Records from a data source
[Start of Attachment]

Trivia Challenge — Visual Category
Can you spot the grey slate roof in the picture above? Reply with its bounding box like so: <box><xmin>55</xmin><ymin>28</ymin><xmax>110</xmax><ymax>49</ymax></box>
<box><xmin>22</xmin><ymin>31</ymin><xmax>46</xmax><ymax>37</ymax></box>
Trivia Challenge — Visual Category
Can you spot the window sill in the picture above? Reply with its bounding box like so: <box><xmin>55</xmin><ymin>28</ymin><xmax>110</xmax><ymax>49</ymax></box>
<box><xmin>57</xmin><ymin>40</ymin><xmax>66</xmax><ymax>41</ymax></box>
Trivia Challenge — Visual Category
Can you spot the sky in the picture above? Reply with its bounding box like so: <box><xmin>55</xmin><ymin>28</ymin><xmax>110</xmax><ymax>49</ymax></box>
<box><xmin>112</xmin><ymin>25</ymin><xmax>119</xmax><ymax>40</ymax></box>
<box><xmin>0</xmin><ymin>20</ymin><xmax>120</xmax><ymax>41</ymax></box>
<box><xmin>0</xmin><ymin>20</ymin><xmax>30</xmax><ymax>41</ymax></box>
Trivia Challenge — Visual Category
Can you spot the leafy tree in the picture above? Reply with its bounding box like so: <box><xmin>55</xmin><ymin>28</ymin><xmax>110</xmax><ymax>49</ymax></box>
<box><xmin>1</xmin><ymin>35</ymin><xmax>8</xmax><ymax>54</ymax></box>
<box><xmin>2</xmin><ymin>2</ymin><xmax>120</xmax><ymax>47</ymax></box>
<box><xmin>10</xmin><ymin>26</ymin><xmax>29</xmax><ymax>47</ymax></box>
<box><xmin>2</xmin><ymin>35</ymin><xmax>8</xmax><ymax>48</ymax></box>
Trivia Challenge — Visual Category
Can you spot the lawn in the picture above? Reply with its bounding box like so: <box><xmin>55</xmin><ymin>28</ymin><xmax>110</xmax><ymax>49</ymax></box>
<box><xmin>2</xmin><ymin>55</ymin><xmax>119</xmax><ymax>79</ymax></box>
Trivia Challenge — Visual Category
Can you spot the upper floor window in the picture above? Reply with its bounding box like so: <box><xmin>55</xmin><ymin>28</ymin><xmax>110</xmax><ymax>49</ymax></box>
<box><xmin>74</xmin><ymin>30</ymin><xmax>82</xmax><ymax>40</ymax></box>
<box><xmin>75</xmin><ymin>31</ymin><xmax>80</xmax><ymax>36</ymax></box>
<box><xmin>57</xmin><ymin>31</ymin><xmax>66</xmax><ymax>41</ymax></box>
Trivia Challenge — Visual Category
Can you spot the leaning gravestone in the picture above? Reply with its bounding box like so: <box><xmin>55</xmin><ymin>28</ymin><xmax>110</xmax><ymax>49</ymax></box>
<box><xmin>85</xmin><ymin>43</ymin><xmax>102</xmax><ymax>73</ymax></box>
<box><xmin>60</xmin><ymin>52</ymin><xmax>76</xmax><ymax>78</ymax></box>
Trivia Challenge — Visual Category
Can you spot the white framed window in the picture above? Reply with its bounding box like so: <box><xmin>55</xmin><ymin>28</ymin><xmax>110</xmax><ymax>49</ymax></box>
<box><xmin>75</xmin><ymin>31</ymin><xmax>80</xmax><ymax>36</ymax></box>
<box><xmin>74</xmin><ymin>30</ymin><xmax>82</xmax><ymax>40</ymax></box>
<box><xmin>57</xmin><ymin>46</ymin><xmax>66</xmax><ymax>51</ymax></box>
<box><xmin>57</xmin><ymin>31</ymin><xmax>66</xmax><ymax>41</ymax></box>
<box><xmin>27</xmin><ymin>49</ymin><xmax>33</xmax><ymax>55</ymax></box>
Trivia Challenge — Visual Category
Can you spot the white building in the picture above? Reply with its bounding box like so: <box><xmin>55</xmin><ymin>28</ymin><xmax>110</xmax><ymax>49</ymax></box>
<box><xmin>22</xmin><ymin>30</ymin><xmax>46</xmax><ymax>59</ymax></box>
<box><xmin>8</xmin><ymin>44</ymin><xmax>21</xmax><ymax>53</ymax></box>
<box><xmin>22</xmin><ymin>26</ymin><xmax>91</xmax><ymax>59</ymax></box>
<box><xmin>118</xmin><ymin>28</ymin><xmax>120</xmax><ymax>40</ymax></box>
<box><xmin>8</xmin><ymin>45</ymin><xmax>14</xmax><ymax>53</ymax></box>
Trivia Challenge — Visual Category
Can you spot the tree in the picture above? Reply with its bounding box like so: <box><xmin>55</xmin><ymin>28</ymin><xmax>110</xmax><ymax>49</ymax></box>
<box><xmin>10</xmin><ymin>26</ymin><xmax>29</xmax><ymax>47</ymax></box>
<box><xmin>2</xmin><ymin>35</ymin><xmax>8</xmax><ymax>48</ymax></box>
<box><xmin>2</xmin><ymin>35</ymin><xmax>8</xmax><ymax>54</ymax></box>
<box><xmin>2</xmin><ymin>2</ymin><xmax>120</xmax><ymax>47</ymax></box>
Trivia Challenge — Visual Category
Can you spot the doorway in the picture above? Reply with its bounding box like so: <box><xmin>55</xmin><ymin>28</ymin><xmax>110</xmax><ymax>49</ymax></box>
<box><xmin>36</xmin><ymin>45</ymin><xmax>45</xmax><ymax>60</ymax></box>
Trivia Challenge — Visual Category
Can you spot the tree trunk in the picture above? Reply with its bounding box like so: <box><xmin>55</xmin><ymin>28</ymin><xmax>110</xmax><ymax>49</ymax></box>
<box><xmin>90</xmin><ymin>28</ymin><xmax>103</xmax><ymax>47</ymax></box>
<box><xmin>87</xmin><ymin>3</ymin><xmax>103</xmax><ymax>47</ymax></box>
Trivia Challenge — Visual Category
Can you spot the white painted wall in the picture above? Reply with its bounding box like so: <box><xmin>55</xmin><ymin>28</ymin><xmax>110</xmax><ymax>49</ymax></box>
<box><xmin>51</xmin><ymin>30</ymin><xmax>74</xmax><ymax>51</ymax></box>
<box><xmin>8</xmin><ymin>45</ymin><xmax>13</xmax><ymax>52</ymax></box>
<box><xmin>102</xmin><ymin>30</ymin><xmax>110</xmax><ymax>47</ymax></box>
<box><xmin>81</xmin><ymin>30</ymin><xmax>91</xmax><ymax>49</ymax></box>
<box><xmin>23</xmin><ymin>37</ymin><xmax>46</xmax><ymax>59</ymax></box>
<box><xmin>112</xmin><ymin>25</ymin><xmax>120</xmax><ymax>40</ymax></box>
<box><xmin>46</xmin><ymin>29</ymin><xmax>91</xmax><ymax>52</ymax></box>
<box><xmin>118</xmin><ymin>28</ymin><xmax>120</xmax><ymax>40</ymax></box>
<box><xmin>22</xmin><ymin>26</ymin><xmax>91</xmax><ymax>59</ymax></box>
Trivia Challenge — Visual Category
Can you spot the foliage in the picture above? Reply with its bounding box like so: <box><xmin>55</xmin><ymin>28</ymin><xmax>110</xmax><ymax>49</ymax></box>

[End of Attachment]

> _WHAT IS REQUIRED_
Copy the data exactly as it was presented.

> _RESPONSE BOX_
Trivia Challenge — Visual Category
Can you spot the grey slate roof in the picture above? Reply with its bounding box like so: <box><xmin>55</xmin><ymin>28</ymin><xmax>110</xmax><ymax>49</ymax></box>
<box><xmin>22</xmin><ymin>31</ymin><xmax>46</xmax><ymax>37</ymax></box>
Trivia Challenge — Visual Category
Can you spot the window sill in the picture above? Reply with its bounding box like so: <box><xmin>55</xmin><ymin>28</ymin><xmax>110</xmax><ymax>49</ymax></box>
<box><xmin>57</xmin><ymin>40</ymin><xmax>66</xmax><ymax>41</ymax></box>
Trivia Challenge — Visual Category
Can you spot the sky in the picture above? Reply with its bounding box like so: <box><xmin>55</xmin><ymin>28</ymin><xmax>110</xmax><ymax>49</ymax></box>
<box><xmin>112</xmin><ymin>25</ymin><xmax>119</xmax><ymax>40</ymax></box>
<box><xmin>0</xmin><ymin>20</ymin><xmax>120</xmax><ymax>41</ymax></box>
<box><xmin>0</xmin><ymin>20</ymin><xmax>30</xmax><ymax>41</ymax></box>
Trivia Challenge — Visual Category
Can you spot the leafy tree in the picture above? Reply with its bounding box like so: <box><xmin>55</xmin><ymin>28</ymin><xmax>110</xmax><ymax>49</ymax></box>
<box><xmin>1</xmin><ymin>35</ymin><xmax>8</xmax><ymax>54</ymax></box>
<box><xmin>2</xmin><ymin>2</ymin><xmax>120</xmax><ymax>47</ymax></box>
<box><xmin>10</xmin><ymin>26</ymin><xmax>29</xmax><ymax>47</ymax></box>
<box><xmin>2</xmin><ymin>35</ymin><xmax>8</xmax><ymax>48</ymax></box>
Trivia Challenge — Visual Category
Can you spot the lawn in the picture above? Reply with its bounding box like so: <box><xmin>55</xmin><ymin>28</ymin><xmax>110</xmax><ymax>49</ymax></box>
<box><xmin>2</xmin><ymin>55</ymin><xmax>119</xmax><ymax>79</ymax></box>
Trivia Challenge — Visual Category
Can you spot the upper floor window in the picture above? Reply with its bounding box like so: <box><xmin>55</xmin><ymin>28</ymin><xmax>110</xmax><ymax>49</ymax></box>
<box><xmin>74</xmin><ymin>30</ymin><xmax>82</xmax><ymax>40</ymax></box>
<box><xmin>75</xmin><ymin>31</ymin><xmax>80</xmax><ymax>36</ymax></box>
<box><xmin>57</xmin><ymin>31</ymin><xmax>66</xmax><ymax>41</ymax></box>
Trivia Challenge — Visual Category
Can you spot the leaning gravestone in the picture above? Reply with its bounding box like so: <box><xmin>55</xmin><ymin>28</ymin><xmax>110</xmax><ymax>49</ymax></box>
<box><xmin>85</xmin><ymin>43</ymin><xmax>102</xmax><ymax>73</ymax></box>
<box><xmin>60</xmin><ymin>52</ymin><xmax>76</xmax><ymax>78</ymax></box>
Trivia Challenge — Visual Category
Can you spot the white framed window in the picture above? Reply with its bounding box like so: <box><xmin>55</xmin><ymin>28</ymin><xmax>110</xmax><ymax>49</ymax></box>
<box><xmin>75</xmin><ymin>31</ymin><xmax>80</xmax><ymax>36</ymax></box>
<box><xmin>74</xmin><ymin>30</ymin><xmax>82</xmax><ymax>40</ymax></box>
<box><xmin>57</xmin><ymin>46</ymin><xmax>66</xmax><ymax>51</ymax></box>
<box><xmin>57</xmin><ymin>31</ymin><xmax>66</xmax><ymax>41</ymax></box>
<box><xmin>27</xmin><ymin>49</ymin><xmax>33</xmax><ymax>55</ymax></box>
Trivia Challenge — Visual Category
Can you spot the white building in the picture above? Reply with its bounding box like so: <box><xmin>55</xmin><ymin>28</ymin><xmax>110</xmax><ymax>49</ymax></box>
<box><xmin>22</xmin><ymin>30</ymin><xmax>46</xmax><ymax>59</ymax></box>
<box><xmin>8</xmin><ymin>44</ymin><xmax>21</xmax><ymax>53</ymax></box>
<box><xmin>22</xmin><ymin>26</ymin><xmax>91</xmax><ymax>59</ymax></box>
<box><xmin>118</xmin><ymin>28</ymin><xmax>120</xmax><ymax>40</ymax></box>
<box><xmin>8</xmin><ymin>45</ymin><xmax>14</xmax><ymax>53</ymax></box>
Trivia Challenge — Visual Category
Can you spot the tree in the picture above? Reply with its bounding box like so: <box><xmin>55</xmin><ymin>28</ymin><xmax>110</xmax><ymax>49</ymax></box>
<box><xmin>10</xmin><ymin>26</ymin><xmax>29</xmax><ymax>47</ymax></box>
<box><xmin>2</xmin><ymin>35</ymin><xmax>8</xmax><ymax>48</ymax></box>
<box><xmin>2</xmin><ymin>35</ymin><xmax>8</xmax><ymax>54</ymax></box>
<box><xmin>2</xmin><ymin>2</ymin><xmax>120</xmax><ymax>47</ymax></box>
Trivia Challenge — Visual Category
Can you spot the doorway in the picture above? Reply with its bounding box like so: <box><xmin>55</xmin><ymin>28</ymin><xmax>110</xmax><ymax>49</ymax></box>
<box><xmin>36</xmin><ymin>45</ymin><xmax>45</xmax><ymax>60</ymax></box>
Trivia Challenge — Visual Category
Can you spot the tree trunk in the picture above? Reply with its bounding box like so: <box><xmin>55</xmin><ymin>28</ymin><xmax>110</xmax><ymax>49</ymax></box>
<box><xmin>90</xmin><ymin>28</ymin><xmax>103</xmax><ymax>47</ymax></box>
<box><xmin>87</xmin><ymin>3</ymin><xmax>103</xmax><ymax>47</ymax></box>
Trivia Challenge — Visual Category
Can you spot the white painted wall in the picture above? Reply with its bounding box like so: <box><xmin>55</xmin><ymin>28</ymin><xmax>110</xmax><ymax>49</ymax></box>
<box><xmin>51</xmin><ymin>30</ymin><xmax>74</xmax><ymax>51</ymax></box>
<box><xmin>8</xmin><ymin>45</ymin><xmax>13</xmax><ymax>52</ymax></box>
<box><xmin>102</xmin><ymin>30</ymin><xmax>110</xmax><ymax>47</ymax></box>
<box><xmin>81</xmin><ymin>30</ymin><xmax>91</xmax><ymax>49</ymax></box>
<box><xmin>23</xmin><ymin>37</ymin><xmax>46</xmax><ymax>59</ymax></box>
<box><xmin>112</xmin><ymin>25</ymin><xmax>120</xmax><ymax>40</ymax></box>
<box><xmin>46</xmin><ymin>29</ymin><xmax>91</xmax><ymax>52</ymax></box>
<box><xmin>118</xmin><ymin>28</ymin><xmax>120</xmax><ymax>40</ymax></box>
<box><xmin>22</xmin><ymin>26</ymin><xmax>91</xmax><ymax>59</ymax></box>
Trivia Challenge — Visual Category
Can you spot the foliage in the picture above? Reply with its bounding box like so: <box><xmin>55</xmin><ymin>28</ymin><xmax>110</xmax><ymax>49</ymax></box>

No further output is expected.